#  >  > General Discussion >  >  > Free Spells >  >  > Money Spells >  >  >  magic for making money?

## Heres_

This question sound naive, but this is one of the most looked for things in history and I wonder if exists any magical way for atracting money, and if so, which is the best.

Sigils, servitors, daily meditation, candle magic?

Is possble through hard work in any of these methods to atract money in lotteries and other soruces or wealth?

I look forward al your opinions.

Thanks

----------


## Ula

I did a prosperity jar spell beginning of summer for help when we might need it. My husband is now home full time and we knew it would be tight. If we needed a boost we shook the jar. We also put an ad in the paper every week that my husband sews. I applied for a grant to help with my son's school and we both put wares on etsy. It has never failed us. My husband always seems to get a good sewing job after a shake. We don't use it too often to let the energy build back up and we don't ask for more than we need, not want. 

I think on almost any work you need to put in some effort of your own. The more energy you give the more you get.

----------


## Heres_

Thanks for your kind, interesting and wise words.

will try with candles and with sigils. could you let me know any good, reliable and complete internet resource for each of these two methods?

By the way, I have a doubt: If invoking or using sigils of benefic entities, for example planetary intelligences, could be any problem? I am speaking always of benefic entities.

Best Wishes

----------


## chestermccoy

In that case I would suggest familiarity with that system, and being in good standing of those entities. I myself am only knowledge of the Roman system, so I probably wouldnt be able to help you with that.

----------


## Heres_

> In that case I would suggest familiarity with that system, and being in good standing of those entities. I myself am only knowledge of the Roman system, so I probably wouldnt be able to help you with that.


Thanks for your answer: what is exactly the Roman System?

----------


## Heres_

> money money nonet and why?


Money is also important.

----------


## Sweet

**** never works for me.

----------


## redmonk

If you want money the easiest way is to work like everyone else . But there are method of earning money with magic , ever heard about the alchemic way of turning metal into gold ? 
It is possible , however , not easy like anything in magic, if someone tell it is easy they are liars this is really hard and 99% of the world population cant do it, those who cant do it usually say this type of thing dont exist.

----------


## chestermccoy

It truly depends. If you want to work the actual Roman system, I can be of little help. I was referring to the use of greco-roman gods. Hermes is the god of currency, amongst other things. There is much more relevant information, such as his sigil, his day (wednesday) hours for calling, sacred herbs, ect.

----------


## Iza

I moved this thread to money spells.

----------


## Jackal

Sigils are not always the best for this.
It might of been me, but bear in mind they affect the subconcious. When I did one for money, I gained it at the expense of another, yet all I could think about was more. Not always a good idea to do sigils for money unless you NEED it

----------

GIVEN DATA.
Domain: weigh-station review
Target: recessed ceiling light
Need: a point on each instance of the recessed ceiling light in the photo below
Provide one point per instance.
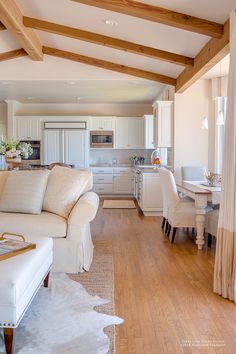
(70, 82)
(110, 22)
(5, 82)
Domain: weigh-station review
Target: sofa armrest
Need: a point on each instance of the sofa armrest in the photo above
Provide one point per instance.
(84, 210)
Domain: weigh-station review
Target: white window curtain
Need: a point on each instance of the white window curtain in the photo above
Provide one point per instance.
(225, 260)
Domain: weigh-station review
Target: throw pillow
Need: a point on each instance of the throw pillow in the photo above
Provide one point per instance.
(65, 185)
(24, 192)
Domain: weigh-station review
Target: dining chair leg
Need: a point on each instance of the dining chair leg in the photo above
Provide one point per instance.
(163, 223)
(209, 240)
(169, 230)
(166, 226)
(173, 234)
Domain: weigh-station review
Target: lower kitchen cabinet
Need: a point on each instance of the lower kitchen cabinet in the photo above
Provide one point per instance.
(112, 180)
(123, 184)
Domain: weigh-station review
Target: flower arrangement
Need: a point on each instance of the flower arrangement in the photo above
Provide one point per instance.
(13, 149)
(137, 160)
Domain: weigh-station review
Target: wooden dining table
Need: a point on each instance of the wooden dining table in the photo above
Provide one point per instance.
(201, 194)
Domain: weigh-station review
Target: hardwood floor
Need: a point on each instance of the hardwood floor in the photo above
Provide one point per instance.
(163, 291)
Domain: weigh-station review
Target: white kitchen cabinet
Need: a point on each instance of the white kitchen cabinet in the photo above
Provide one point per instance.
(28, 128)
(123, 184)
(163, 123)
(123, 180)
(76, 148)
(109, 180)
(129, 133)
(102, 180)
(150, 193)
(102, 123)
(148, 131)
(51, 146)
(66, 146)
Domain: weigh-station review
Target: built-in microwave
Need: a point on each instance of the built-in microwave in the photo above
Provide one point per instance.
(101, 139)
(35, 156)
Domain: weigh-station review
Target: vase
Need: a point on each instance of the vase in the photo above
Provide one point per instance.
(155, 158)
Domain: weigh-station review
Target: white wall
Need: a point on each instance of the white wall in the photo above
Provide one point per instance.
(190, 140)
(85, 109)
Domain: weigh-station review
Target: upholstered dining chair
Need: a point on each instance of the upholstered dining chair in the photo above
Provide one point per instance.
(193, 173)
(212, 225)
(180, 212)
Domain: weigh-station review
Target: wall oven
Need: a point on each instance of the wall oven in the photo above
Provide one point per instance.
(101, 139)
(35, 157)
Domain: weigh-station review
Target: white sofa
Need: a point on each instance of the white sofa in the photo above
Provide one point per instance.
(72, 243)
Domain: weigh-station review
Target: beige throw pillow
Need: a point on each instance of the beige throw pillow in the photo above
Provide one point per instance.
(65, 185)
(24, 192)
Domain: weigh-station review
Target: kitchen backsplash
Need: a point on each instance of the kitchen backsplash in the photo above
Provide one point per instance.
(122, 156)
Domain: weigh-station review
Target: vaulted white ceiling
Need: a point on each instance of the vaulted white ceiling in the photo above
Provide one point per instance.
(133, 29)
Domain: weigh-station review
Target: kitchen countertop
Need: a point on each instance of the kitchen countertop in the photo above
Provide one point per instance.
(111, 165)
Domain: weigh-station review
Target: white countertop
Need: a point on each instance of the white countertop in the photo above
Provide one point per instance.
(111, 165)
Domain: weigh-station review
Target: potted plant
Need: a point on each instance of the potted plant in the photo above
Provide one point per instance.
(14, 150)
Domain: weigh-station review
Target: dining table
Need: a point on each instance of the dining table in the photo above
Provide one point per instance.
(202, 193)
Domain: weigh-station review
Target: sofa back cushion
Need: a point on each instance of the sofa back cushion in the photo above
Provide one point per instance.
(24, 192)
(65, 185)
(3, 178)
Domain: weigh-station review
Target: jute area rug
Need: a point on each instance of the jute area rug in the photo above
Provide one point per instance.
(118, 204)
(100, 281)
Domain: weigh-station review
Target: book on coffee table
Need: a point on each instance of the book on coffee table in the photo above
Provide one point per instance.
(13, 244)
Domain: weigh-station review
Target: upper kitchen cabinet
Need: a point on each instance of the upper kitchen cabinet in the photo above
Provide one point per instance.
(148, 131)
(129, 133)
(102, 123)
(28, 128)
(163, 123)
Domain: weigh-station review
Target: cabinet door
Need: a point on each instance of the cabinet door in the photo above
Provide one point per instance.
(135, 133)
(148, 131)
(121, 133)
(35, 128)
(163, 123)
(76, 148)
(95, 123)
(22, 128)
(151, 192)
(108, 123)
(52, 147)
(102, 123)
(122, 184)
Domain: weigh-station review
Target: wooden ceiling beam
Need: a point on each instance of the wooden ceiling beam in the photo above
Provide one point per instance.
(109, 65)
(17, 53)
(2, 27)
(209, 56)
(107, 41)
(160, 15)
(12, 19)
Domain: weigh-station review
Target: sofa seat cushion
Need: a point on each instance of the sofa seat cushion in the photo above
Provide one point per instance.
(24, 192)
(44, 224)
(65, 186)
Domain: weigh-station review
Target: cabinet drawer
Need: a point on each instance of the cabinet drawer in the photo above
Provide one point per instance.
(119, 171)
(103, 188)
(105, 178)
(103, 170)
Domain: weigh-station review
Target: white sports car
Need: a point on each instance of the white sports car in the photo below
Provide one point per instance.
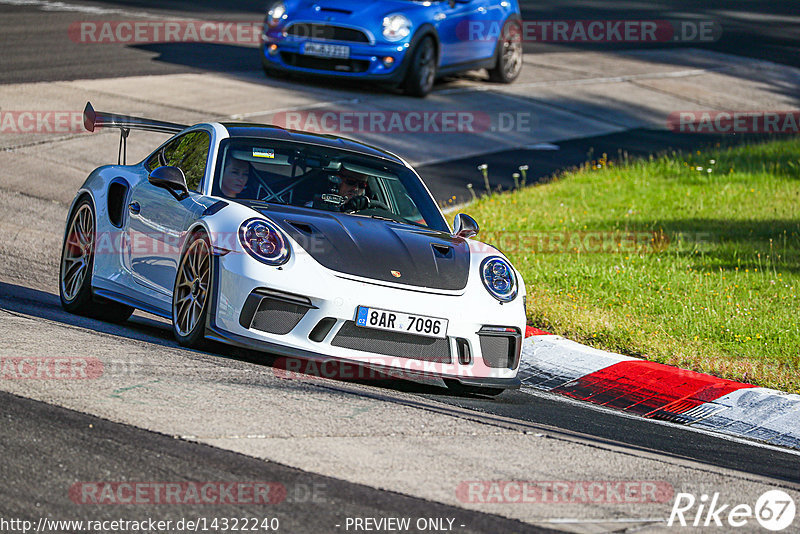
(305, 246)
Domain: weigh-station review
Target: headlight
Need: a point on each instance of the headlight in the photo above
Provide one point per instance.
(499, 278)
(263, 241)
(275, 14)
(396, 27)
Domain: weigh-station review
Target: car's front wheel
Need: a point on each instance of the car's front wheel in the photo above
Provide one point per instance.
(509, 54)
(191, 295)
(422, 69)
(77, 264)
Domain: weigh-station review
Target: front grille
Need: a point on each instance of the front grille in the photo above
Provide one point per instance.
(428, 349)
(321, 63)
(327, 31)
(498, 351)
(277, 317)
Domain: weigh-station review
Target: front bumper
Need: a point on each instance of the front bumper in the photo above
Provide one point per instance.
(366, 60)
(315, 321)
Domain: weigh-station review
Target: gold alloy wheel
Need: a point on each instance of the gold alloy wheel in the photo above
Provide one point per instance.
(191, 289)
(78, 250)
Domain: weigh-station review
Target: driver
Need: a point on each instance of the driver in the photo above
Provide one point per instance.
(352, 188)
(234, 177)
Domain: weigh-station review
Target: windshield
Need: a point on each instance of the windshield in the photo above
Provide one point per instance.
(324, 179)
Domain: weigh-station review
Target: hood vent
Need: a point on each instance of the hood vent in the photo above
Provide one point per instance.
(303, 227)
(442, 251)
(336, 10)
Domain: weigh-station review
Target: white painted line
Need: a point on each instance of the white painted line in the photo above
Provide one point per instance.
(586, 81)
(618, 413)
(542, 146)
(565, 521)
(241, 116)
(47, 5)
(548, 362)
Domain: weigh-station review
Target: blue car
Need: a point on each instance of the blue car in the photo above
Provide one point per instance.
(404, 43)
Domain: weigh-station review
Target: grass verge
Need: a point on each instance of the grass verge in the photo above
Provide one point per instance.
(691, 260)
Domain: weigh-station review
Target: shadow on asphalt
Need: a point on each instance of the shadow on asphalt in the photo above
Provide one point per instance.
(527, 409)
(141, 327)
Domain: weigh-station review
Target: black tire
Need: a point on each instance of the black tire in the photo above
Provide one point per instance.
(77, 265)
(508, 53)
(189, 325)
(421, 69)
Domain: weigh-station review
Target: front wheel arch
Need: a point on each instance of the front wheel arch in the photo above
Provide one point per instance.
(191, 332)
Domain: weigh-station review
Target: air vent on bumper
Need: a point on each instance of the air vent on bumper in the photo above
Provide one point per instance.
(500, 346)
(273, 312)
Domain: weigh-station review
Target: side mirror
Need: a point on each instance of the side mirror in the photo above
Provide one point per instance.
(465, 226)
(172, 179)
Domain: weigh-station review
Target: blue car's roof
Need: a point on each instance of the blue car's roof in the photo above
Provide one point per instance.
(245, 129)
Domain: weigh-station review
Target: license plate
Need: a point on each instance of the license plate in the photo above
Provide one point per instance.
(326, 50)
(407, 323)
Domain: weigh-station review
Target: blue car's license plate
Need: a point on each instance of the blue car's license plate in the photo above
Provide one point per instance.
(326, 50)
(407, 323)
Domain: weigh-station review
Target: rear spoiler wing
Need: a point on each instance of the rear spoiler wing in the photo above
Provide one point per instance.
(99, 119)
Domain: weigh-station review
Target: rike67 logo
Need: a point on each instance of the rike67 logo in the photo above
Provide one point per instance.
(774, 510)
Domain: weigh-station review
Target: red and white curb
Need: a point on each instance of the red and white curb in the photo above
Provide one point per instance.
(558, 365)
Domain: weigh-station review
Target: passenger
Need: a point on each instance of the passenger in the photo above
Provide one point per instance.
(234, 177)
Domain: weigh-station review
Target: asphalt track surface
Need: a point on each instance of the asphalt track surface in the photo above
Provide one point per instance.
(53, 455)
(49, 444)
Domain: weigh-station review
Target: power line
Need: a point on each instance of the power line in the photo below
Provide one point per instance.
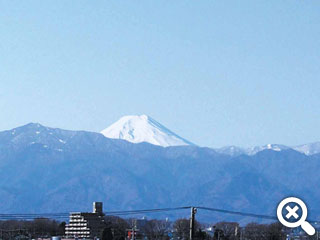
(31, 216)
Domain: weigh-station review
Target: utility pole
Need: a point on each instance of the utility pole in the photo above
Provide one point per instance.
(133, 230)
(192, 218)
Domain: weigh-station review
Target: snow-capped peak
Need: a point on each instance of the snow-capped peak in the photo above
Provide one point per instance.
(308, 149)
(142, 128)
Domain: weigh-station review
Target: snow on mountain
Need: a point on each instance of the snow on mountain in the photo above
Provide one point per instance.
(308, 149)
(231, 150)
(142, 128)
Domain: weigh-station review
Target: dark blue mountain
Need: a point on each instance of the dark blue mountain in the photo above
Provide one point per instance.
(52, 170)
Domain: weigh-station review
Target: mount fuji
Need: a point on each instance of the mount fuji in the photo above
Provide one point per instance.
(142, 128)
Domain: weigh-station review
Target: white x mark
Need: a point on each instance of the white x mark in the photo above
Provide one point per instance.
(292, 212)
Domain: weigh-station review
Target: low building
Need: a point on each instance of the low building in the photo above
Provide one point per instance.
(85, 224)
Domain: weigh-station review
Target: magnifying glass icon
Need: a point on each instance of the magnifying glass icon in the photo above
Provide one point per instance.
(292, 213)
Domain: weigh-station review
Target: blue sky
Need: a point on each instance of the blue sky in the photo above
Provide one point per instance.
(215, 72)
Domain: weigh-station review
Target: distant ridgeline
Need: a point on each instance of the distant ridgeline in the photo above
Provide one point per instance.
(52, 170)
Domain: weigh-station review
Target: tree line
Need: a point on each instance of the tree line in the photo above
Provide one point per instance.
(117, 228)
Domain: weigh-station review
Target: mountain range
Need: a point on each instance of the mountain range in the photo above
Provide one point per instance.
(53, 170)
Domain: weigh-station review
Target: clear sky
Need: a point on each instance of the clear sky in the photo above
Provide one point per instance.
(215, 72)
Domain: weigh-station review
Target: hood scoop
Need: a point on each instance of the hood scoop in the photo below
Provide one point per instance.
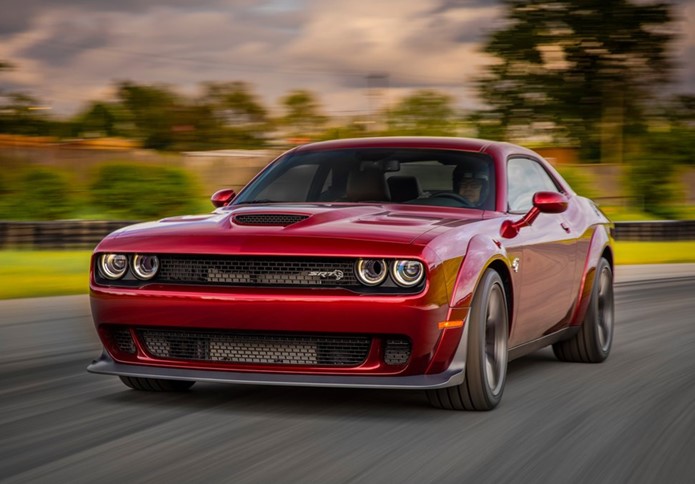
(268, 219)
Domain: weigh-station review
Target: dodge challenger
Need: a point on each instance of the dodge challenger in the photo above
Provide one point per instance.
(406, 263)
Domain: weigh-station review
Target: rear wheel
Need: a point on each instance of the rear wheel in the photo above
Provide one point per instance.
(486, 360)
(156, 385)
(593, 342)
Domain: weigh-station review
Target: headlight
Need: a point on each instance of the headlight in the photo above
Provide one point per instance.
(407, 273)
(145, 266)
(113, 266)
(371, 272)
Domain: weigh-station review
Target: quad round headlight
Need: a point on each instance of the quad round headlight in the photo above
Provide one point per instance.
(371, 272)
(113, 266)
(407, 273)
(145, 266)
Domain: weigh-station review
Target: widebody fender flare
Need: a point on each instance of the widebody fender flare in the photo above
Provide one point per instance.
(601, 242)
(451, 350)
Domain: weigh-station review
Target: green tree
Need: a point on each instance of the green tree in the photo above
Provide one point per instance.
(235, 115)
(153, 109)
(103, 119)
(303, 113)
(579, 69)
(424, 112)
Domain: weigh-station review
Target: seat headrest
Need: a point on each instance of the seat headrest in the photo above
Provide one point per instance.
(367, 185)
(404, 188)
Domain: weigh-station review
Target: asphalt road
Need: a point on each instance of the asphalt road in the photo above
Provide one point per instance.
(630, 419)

EXERCISE INSTRUCTIONS.
• A. Say whether each statement agrees with the forum thread, answering yes or no and quoting the deciding words: (i) the poster who made a prosperity jar says her husband sews; (ii) Thursday is given as Hermes's day; (iii) sigils are said to affect the conscious mind.
• B. Locate every line of the records that contains the string "built" and copy each of those lines; case counts.
The forum thread and the records are separate, unrelated material.

ANSWERS.
• A.
(i) Yes: "We also put an ad in the paper every week that my husband sews."
(ii) No: "his day (wednesday)"
(iii) No: "they affect the subconcious"

• B.
Target: built-in microwave
Need: a point on each instance of the built-in microwave in the photo above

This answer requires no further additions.